What is required:
All entries must be returned precisely as they appear.

Available data:
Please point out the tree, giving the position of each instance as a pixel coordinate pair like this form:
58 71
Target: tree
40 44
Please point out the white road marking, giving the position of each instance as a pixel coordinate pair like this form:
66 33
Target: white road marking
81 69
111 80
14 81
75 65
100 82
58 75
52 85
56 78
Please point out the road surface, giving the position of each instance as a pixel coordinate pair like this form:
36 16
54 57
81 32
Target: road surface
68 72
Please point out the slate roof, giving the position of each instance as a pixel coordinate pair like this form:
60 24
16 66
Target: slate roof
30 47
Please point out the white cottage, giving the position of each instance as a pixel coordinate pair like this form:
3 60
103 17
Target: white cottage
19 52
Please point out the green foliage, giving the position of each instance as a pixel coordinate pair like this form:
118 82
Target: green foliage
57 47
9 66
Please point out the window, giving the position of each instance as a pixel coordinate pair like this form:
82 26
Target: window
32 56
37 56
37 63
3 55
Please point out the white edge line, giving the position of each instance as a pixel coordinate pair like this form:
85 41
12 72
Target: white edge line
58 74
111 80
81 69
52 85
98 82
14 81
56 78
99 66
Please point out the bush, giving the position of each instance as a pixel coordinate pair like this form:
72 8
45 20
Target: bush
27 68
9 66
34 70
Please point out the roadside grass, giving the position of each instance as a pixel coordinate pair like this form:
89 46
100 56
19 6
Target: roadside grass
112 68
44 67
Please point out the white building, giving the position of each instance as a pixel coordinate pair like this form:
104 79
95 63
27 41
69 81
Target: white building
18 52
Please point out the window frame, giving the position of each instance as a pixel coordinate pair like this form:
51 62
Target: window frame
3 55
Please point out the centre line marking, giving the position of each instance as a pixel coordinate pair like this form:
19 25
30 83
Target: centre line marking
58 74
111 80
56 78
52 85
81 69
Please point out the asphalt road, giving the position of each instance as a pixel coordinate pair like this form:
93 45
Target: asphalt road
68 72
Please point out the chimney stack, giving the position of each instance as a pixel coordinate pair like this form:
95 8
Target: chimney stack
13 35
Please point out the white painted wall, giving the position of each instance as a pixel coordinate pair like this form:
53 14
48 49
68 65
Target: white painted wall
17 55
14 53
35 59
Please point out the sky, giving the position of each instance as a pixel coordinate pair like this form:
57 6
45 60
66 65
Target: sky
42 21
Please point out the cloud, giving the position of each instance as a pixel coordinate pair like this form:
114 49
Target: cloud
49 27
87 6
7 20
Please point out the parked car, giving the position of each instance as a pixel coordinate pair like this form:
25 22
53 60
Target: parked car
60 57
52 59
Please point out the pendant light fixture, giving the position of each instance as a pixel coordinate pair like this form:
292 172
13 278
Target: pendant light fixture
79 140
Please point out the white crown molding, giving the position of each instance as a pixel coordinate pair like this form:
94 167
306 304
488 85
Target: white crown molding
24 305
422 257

Output:
Please point out the tree, giving the position of each instance as a pixel coordinate pair like this form:
58 71
Target: tree
40 44
Please point out the white road marking, giving the position of each instance as a pixel coordinate pair like this form:
66 33
Target: white road marking
81 69
111 80
14 81
75 65
100 82
58 75
52 85
56 78
Please point out the road surface, giving the position of each instance as a pixel coordinate pair like this form:
36 16
54 57
81 32
Target: road surface
68 72
Please point out the slate roof, giving the position of each instance as a pixel coordinate pair like this form:
60 24
16 66
Target: slate roof
30 47
Please point out the white cottage, giving the position of each instance as a pixel coordinate pair like this form:
3 60
103 17
Target: white cottage
19 52
Please point out the green foliage, giving the position of each instance as a pixel coordinate pair like this form:
118 82
Target: green foliage
57 47
9 66
Please point out the window, giving the position of each instance as a pixel coordinate pair like this form:
82 26
Target: window
32 56
37 56
37 63
3 55
Please point out the white edge line, giving the position of each instance as a pixel coordinate pair like this form:
85 41
12 72
Target: white edge line
58 74
111 80
81 69
52 85
98 82
14 81
56 78
99 66
Please point out the bush, giving the position of each instance as a pixel coordinate pair like this form:
72 8
45 20
Target: bush
27 68
9 66
34 70
Please point out the roadside grass, giving the position of each instance as a pixel coordinate pair like this form:
89 46
100 56
19 6
Target: roadside grass
112 68
44 67
Please point out the white building, giving the position of each instance as a pixel coordinate pair like this form:
104 79
95 63
27 41
69 81
Target: white building
18 52
Please point out the window frame, giving the position of each instance as a pixel coordinate pair like this form:
51 62
Target: window frame
3 55
Please point out the centre line marking, giving the position of each instance as a pixel coordinate pair like this form:
19 25
30 83
Target: centre line marking
58 74
111 80
56 78
52 85
81 69
Please point out the asphalt road, giving the position of each instance as a pixel coordinate pair like this form:
93 45
Target: asphalt road
68 72
Please point out the chimney stack, giving the position of each instance as a pixel coordinate pair like this form:
95 8
Target: chimney stack
13 35
Please point out the white painted wall, giving the position of each instance as a pixel coordinate pair like this form:
53 14
48 49
68 65
Target: white painted wall
17 55
14 53
35 59
Please point out the sky, giving the position of each instance as a pixel coordinate pair like this form:
57 6
45 60
66 65
Target: sky
42 21
Please point out the cloud, giving the position of each instance as a pixel coordinate pair like this form:
114 49
Target: cloud
49 27
87 6
7 20
Please point out the parked car, giving the position of each instance as a pixel coordinate pair like this form:
25 22
53 60
Target: parked car
60 57
52 59
Please point out the pendant light fixture, giving the position of each instance as a pixel coordinate pair like this form:
292 172
13 278
Target: pendant light fixture
79 140
Please point out the white crown molding, giving the position of each instance as a pixel coordinate pair like this form:
94 167
306 304
488 85
Target: white crown molding
24 305
422 257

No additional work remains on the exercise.